ÉNONCÉ DU PROBLÈME
Pouvez-vous recopier mot pour mot le passage de l'extrait de page ci-dessous qui va de « Il n’en était » à « pourtant l’air enchanté. », ces deux bornes comprises ?

EXTRAIT DE PAGE
§

Dans le silence de Mylène Farmer

Mon grand-père – célèbre avocat et journaliste barcelonais – fut emprisonné par Franco en raison de ses idées socialistes. Ma mère m’a notamment raconté comment la Garde Civile Espagnole vint fouiller l’appartement familial de la Calle Pelayo et comment elle l’avait taxé de pornographe. En effet, la présence d’une femme nue en couverture d’un de ses recueils de poésie relevait forcément de la pornographie…

De là découle un des nombreux préceptes de mon éducation : le fait de pouvoir tout lire depuis mon jeune âge.
Si je voulais découvrir la pornographie par la lecture, il n’y avait aucun problème. Bien entendu, j’ai fait comme tout le monde et je l’ai découverte par les films cryptés de Canal + ; films que j’essayais de décoder en regardant à travers une passoire. Néanmoins – et bien que je refuse de les assimiler à des œuvres pornographiques – mes parents m’ont laissé lire tranquillement L’Amant de Duras et Lolita de Nabokov sur le canapé du salon.
J’ai donc toujours pu lire tout ce que je voulais à la maison.

Il n’en était pas de même pour la musique…

Je me souviens en effet qu’il nous était interdit d’écouter une chanteuse en particulier. Mon père la trouvait glauque et vulgaire. Elle passait son temps à se dénuder dans les cimetières et à se moquer des dogmes chrétiens. Il m’était donc interdit d’écouter Mylène Farmer lorsque j’étais petit.
Je me souviens notamment d’images du temps de Louis XIV où une jeune femme montrait ses fesses dans un clip du Top 50. Marc Toesca avait pourtant l’air enchanté.

§

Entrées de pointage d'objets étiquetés
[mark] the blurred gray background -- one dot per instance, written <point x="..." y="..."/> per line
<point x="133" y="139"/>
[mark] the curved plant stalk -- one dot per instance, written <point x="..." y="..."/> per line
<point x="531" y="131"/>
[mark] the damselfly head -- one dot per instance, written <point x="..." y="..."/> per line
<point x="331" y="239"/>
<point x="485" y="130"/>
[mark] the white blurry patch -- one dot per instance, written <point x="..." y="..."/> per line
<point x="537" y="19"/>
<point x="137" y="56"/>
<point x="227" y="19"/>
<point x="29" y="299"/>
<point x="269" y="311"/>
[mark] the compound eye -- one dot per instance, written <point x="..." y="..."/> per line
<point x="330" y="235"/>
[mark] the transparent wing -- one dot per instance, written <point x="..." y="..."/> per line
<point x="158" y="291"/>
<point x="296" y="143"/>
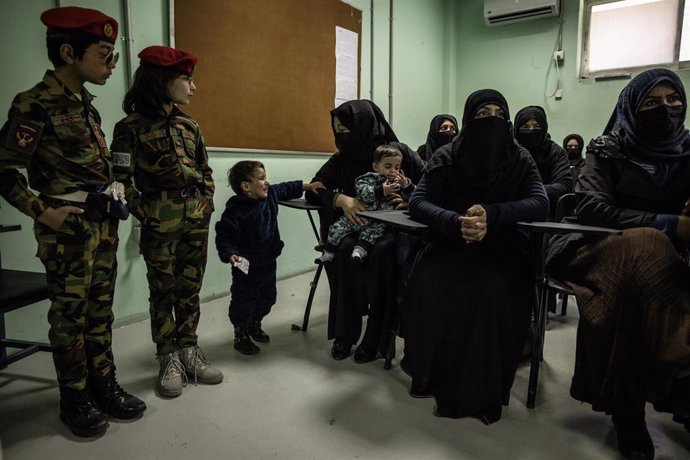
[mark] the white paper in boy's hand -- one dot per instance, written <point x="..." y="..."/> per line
<point x="243" y="265"/>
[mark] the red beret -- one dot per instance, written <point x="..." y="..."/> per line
<point x="74" y="18"/>
<point x="170" y="58"/>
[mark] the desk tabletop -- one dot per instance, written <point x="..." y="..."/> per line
<point x="396" y="218"/>
<point x="563" y="227"/>
<point x="9" y="228"/>
<point x="299" y="203"/>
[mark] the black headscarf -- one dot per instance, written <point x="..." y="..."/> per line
<point x="625" y="117"/>
<point x="484" y="151"/>
<point x="435" y="139"/>
<point x="574" y="154"/>
<point x="368" y="129"/>
<point x="536" y="141"/>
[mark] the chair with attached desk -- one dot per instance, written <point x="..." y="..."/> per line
<point x="543" y="282"/>
<point x="301" y="203"/>
<point x="402" y="224"/>
<point x="18" y="289"/>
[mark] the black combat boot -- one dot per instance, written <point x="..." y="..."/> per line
<point x="256" y="333"/>
<point x="243" y="343"/>
<point x="80" y="412"/>
<point x="113" y="400"/>
<point x="634" y="440"/>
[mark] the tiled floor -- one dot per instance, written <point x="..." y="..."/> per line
<point x="292" y="401"/>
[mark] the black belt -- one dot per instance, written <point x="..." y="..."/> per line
<point x="187" y="192"/>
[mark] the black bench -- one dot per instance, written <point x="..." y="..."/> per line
<point x="18" y="289"/>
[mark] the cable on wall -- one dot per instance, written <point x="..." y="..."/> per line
<point x="556" y="61"/>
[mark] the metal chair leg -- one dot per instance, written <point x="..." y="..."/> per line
<point x="537" y="347"/>
<point x="307" y="311"/>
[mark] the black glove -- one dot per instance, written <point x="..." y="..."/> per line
<point x="107" y="205"/>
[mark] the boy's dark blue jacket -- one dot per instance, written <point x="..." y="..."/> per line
<point x="249" y="227"/>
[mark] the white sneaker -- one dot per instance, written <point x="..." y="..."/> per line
<point x="196" y="366"/>
<point x="171" y="378"/>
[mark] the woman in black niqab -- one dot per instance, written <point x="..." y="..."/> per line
<point x="550" y="157"/>
<point x="633" y="289"/>
<point x="467" y="306"/>
<point x="359" y="127"/>
<point x="437" y="136"/>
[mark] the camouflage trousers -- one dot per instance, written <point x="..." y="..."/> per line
<point x="81" y="266"/>
<point x="175" y="270"/>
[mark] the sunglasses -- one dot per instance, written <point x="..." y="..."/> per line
<point x="110" y="58"/>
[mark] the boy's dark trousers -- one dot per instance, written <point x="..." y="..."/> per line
<point x="252" y="295"/>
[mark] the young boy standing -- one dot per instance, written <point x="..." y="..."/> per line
<point x="54" y="132"/>
<point x="248" y="232"/>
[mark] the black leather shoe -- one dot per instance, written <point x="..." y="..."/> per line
<point x="419" y="388"/>
<point x="80" y="413"/>
<point x="340" y="350"/>
<point x="362" y="356"/>
<point x="243" y="343"/>
<point x="634" y="440"/>
<point x="258" y="334"/>
<point x="685" y="421"/>
<point x="115" y="401"/>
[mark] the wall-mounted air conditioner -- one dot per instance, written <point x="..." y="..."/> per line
<point x="499" y="12"/>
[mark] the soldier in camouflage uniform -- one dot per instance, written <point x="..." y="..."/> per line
<point x="159" y="150"/>
<point x="54" y="132"/>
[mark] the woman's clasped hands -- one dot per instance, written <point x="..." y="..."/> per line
<point x="473" y="224"/>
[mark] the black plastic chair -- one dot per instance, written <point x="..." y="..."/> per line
<point x="545" y="283"/>
<point x="301" y="203"/>
<point x="565" y="209"/>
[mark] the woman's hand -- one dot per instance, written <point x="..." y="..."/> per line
<point x="473" y="224"/>
<point x="314" y="186"/>
<point x="204" y="206"/>
<point x="54" y="217"/>
<point x="351" y="206"/>
<point x="683" y="228"/>
<point x="402" y="180"/>
<point x="397" y="201"/>
<point x="686" y="209"/>
<point x="390" y="187"/>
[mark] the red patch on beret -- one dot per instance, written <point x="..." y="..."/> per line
<point x="81" y="19"/>
<point x="170" y="58"/>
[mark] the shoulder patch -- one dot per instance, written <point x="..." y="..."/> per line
<point x="59" y="120"/>
<point x="23" y="135"/>
<point x="122" y="159"/>
<point x="152" y="135"/>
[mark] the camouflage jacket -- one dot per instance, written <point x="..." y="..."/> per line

§

RÉPONSE
Il n’en était pas de même pour la musique…

Je me souviens en effet qu’il nous était interdit d’écouter une chanteuse en particulier. Mon père la trouvait glauque et vulgaire. Elle passait son temps à se dénuder dans les cimetières et à se moquer des dogmes chrétiens. Il m’était donc interdit d’écouter Mylène Farmer lorsque j’étais petit.
Je me souviens notamment d’images du temps de Louis XIV où une jeune femme montrait ses fesses dans un clip du Top 50. Marc Toesca avait pourtant l’air enchanté.